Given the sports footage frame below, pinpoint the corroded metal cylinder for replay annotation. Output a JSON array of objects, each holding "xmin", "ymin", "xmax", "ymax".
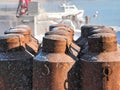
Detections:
[
  {"xmin": 33, "ymin": 35, "xmax": 75, "ymax": 90},
  {"xmin": 5, "ymin": 25, "xmax": 39, "ymax": 55},
  {"xmin": 0, "ymin": 34, "xmax": 33, "ymax": 90},
  {"xmin": 78, "ymin": 33, "xmax": 120, "ymax": 90},
  {"xmin": 45, "ymin": 30, "xmax": 80, "ymax": 57}
]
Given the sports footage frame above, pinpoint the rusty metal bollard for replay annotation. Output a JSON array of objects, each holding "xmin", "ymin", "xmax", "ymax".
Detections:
[
  {"xmin": 5, "ymin": 26, "xmax": 39, "ymax": 55},
  {"xmin": 33, "ymin": 35, "xmax": 75, "ymax": 90},
  {"xmin": 45, "ymin": 30, "xmax": 80, "ymax": 57},
  {"xmin": 0, "ymin": 34, "xmax": 33, "ymax": 90},
  {"xmin": 78, "ymin": 33, "xmax": 120, "ymax": 90}
]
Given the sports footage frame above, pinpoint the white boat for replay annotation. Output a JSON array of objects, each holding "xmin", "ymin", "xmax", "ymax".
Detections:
[{"xmin": 47, "ymin": 3, "xmax": 84, "ymax": 18}]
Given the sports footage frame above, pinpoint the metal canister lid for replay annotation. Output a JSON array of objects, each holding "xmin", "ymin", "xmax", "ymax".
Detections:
[
  {"xmin": 4, "ymin": 28, "xmax": 31, "ymax": 43},
  {"xmin": 88, "ymin": 33, "xmax": 117, "ymax": 52},
  {"xmin": 42, "ymin": 35, "xmax": 67, "ymax": 53},
  {"xmin": 0, "ymin": 34, "xmax": 25, "ymax": 51}
]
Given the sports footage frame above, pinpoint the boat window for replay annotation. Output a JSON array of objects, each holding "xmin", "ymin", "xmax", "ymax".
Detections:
[{"xmin": 70, "ymin": 7, "xmax": 74, "ymax": 9}]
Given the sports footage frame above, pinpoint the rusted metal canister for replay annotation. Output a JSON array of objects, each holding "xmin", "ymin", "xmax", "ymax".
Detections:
[
  {"xmin": 0, "ymin": 34, "xmax": 33, "ymax": 90},
  {"xmin": 33, "ymin": 35, "xmax": 75, "ymax": 90},
  {"xmin": 45, "ymin": 30, "xmax": 80, "ymax": 57},
  {"xmin": 5, "ymin": 27, "xmax": 39, "ymax": 55},
  {"xmin": 78, "ymin": 33, "xmax": 120, "ymax": 90}
]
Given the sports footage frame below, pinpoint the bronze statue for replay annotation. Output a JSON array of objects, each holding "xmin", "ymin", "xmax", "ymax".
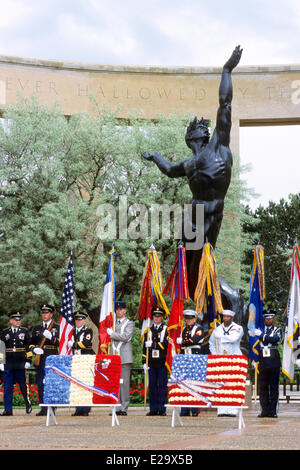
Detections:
[{"xmin": 143, "ymin": 46, "xmax": 242, "ymax": 299}]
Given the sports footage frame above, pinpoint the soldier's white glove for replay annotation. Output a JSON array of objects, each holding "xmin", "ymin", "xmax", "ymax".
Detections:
[
  {"xmin": 33, "ymin": 348, "xmax": 44, "ymax": 354},
  {"xmin": 43, "ymin": 330, "xmax": 52, "ymax": 339}
]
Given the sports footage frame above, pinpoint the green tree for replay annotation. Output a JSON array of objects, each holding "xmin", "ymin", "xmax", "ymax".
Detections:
[
  {"xmin": 0, "ymin": 97, "xmax": 258, "ymax": 342},
  {"xmin": 243, "ymin": 193, "xmax": 300, "ymax": 325}
]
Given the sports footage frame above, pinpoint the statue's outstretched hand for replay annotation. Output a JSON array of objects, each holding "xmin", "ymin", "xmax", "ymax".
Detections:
[
  {"xmin": 224, "ymin": 46, "xmax": 243, "ymax": 72},
  {"xmin": 142, "ymin": 152, "xmax": 162, "ymax": 162}
]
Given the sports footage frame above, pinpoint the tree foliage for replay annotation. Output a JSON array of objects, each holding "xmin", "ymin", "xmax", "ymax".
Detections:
[
  {"xmin": 0, "ymin": 97, "xmax": 251, "ymax": 338},
  {"xmin": 243, "ymin": 193, "xmax": 300, "ymax": 324}
]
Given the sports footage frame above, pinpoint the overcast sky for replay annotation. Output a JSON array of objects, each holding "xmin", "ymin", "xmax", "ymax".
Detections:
[{"xmin": 0, "ymin": 0, "xmax": 300, "ymax": 208}]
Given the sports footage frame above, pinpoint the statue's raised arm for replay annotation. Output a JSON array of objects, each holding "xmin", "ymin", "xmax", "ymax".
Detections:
[{"xmin": 212, "ymin": 46, "xmax": 243, "ymax": 146}]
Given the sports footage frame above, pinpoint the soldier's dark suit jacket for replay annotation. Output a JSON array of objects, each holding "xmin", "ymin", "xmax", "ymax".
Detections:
[
  {"xmin": 180, "ymin": 323, "xmax": 208, "ymax": 354},
  {"xmin": 72, "ymin": 325, "xmax": 95, "ymax": 355},
  {"xmin": 30, "ymin": 323, "xmax": 59, "ymax": 367},
  {"xmin": 0, "ymin": 327, "xmax": 32, "ymax": 370},
  {"xmin": 259, "ymin": 325, "xmax": 282, "ymax": 369},
  {"xmin": 143, "ymin": 324, "xmax": 168, "ymax": 368}
]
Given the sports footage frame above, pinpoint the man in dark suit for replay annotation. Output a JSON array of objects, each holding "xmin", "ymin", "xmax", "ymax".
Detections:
[
  {"xmin": 0, "ymin": 311, "xmax": 32, "ymax": 416},
  {"xmin": 255, "ymin": 310, "xmax": 282, "ymax": 418},
  {"xmin": 143, "ymin": 307, "xmax": 168, "ymax": 416},
  {"xmin": 69, "ymin": 311, "xmax": 95, "ymax": 416},
  {"xmin": 30, "ymin": 304, "xmax": 59, "ymax": 416},
  {"xmin": 107, "ymin": 300, "xmax": 135, "ymax": 416}
]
───
Rewrite all the entries above with "sports footage frame" swapped for "broadcast still" and nothing else changed. Leave out the pictures.

Given the broadcast still below, pinpoint the corroded metal cylinder for replay annotation. Output a JSON array of objects, each holding "xmin", "ymin", "xmax", "ymax".
Detections:
[
  {"xmin": 33, "ymin": 35, "xmax": 75, "ymax": 90},
  {"xmin": 5, "ymin": 25, "xmax": 39, "ymax": 55},
  {"xmin": 0, "ymin": 34, "xmax": 33, "ymax": 90},
  {"xmin": 78, "ymin": 33, "xmax": 120, "ymax": 90},
  {"xmin": 45, "ymin": 30, "xmax": 80, "ymax": 57}
]
Given the broadcast still above, pinpoint the rusty metal bollard for replay annotation. Output a JSON array of objects, each holding "xmin", "ymin", "xmax", "ymax".
Detections:
[
  {"xmin": 5, "ymin": 26, "xmax": 39, "ymax": 55},
  {"xmin": 33, "ymin": 35, "xmax": 75, "ymax": 90},
  {"xmin": 45, "ymin": 30, "xmax": 80, "ymax": 57},
  {"xmin": 0, "ymin": 34, "xmax": 33, "ymax": 90},
  {"xmin": 78, "ymin": 33, "xmax": 120, "ymax": 90}
]
Given the broadcast still above, pinpoint the white boat for replay annotation. Output a JSON array of objects, each holding "xmin", "ymin", "xmax", "ymax".
Detections:
[{"xmin": 47, "ymin": 3, "xmax": 84, "ymax": 18}]
Given the broadcast still above, pinpoint the metal canister lid for replay annotation. Output a JSON array of objects, each holding "xmin", "ymin", "xmax", "ymax".
Detections:
[
  {"xmin": 4, "ymin": 28, "xmax": 31, "ymax": 43},
  {"xmin": 88, "ymin": 33, "xmax": 117, "ymax": 52},
  {"xmin": 42, "ymin": 35, "xmax": 67, "ymax": 53},
  {"xmin": 0, "ymin": 34, "xmax": 25, "ymax": 51}
]
Given the broadcast still above, pinpoint the boat window for replay annotation. Output a JSON array of objects, each holding "xmin", "ymin", "xmax", "ymax".
Detections:
[{"xmin": 70, "ymin": 7, "xmax": 74, "ymax": 9}]
Given the broadcast still above, pinpoint the rusted metal canister for replay annotation. Output a JSON array of objects, each holding "xmin", "ymin", "xmax", "ymax".
Detections:
[
  {"xmin": 0, "ymin": 34, "xmax": 33, "ymax": 90},
  {"xmin": 33, "ymin": 35, "xmax": 75, "ymax": 90},
  {"xmin": 45, "ymin": 30, "xmax": 80, "ymax": 57},
  {"xmin": 5, "ymin": 27, "xmax": 39, "ymax": 55},
  {"xmin": 78, "ymin": 33, "xmax": 120, "ymax": 90}
]
Given the broadcast still below, pinpoint the bronze statue for replay annotation. Output a JSON array of objects, each holding "xmin", "ymin", "xmax", "ymax".
Detections:
[{"xmin": 143, "ymin": 46, "xmax": 242, "ymax": 299}]
Given the broadcast still above, pinpoint the soldier's white glove for replay annotation. Output a JSON array of objects, each holding "xmin", "ymin", "xmax", "ymax".
Detections:
[
  {"xmin": 33, "ymin": 348, "xmax": 44, "ymax": 354},
  {"xmin": 43, "ymin": 330, "xmax": 52, "ymax": 339}
]
Given the broadcast still above, pinpoint the green tree for replay annotation. Output a JSON array of objects, each holding "xmin", "ymin", "xmax", "ymax".
Detections:
[
  {"xmin": 0, "ymin": 97, "xmax": 258, "ymax": 342},
  {"xmin": 243, "ymin": 193, "xmax": 300, "ymax": 325}
]
Given the broadcast still above, pinpoint the statue's outstretched hand for replay annotation. Output a JSON array of objects, each holding "xmin", "ymin", "xmax", "ymax".
Detections:
[
  {"xmin": 224, "ymin": 46, "xmax": 243, "ymax": 72},
  {"xmin": 142, "ymin": 152, "xmax": 162, "ymax": 162}
]
Given the broadcast still above, pinpoint the tree foliage for replay annotation. Output a JSON array of objects, each holding "xmin", "ymin", "xmax", "ymax".
Detections:
[
  {"xmin": 0, "ymin": 97, "xmax": 251, "ymax": 338},
  {"xmin": 243, "ymin": 193, "xmax": 300, "ymax": 324}
]
Given the broadcast still above, pinpoint the overcast sky for replay annotation. Output a JSON array of objects, each holding "xmin", "ymin", "xmax", "ymax".
Detections:
[{"xmin": 0, "ymin": 0, "xmax": 300, "ymax": 208}]
Given the broadcast still above, pinpoint the statue's raised arm for replay annotation. Output a JSON array of objects, each holding "xmin", "ymin", "xmax", "ymax".
Detections:
[{"xmin": 212, "ymin": 46, "xmax": 243, "ymax": 146}]
Given the broadcast still above, pinpoint the soldier's dark suit jacket for replay annotation. Output a JSON array of objects, each holding "xmin", "ymin", "xmax", "ymax".
Detections:
[
  {"xmin": 180, "ymin": 323, "xmax": 208, "ymax": 354},
  {"xmin": 72, "ymin": 325, "xmax": 95, "ymax": 355},
  {"xmin": 30, "ymin": 323, "xmax": 59, "ymax": 367},
  {"xmin": 0, "ymin": 327, "xmax": 32, "ymax": 370},
  {"xmin": 259, "ymin": 325, "xmax": 282, "ymax": 369},
  {"xmin": 143, "ymin": 324, "xmax": 168, "ymax": 368}
]
Given the broadcast still above, pinpoint the man in dark suit for replay annotation. Output a JSON array of objects, each holding "xmin", "ymin", "xmax", "ymax".
Detections:
[
  {"xmin": 0, "ymin": 311, "xmax": 32, "ymax": 416},
  {"xmin": 255, "ymin": 310, "xmax": 282, "ymax": 418},
  {"xmin": 143, "ymin": 307, "xmax": 168, "ymax": 416},
  {"xmin": 69, "ymin": 311, "xmax": 95, "ymax": 416},
  {"xmin": 30, "ymin": 304, "xmax": 59, "ymax": 416},
  {"xmin": 107, "ymin": 300, "xmax": 135, "ymax": 416}
]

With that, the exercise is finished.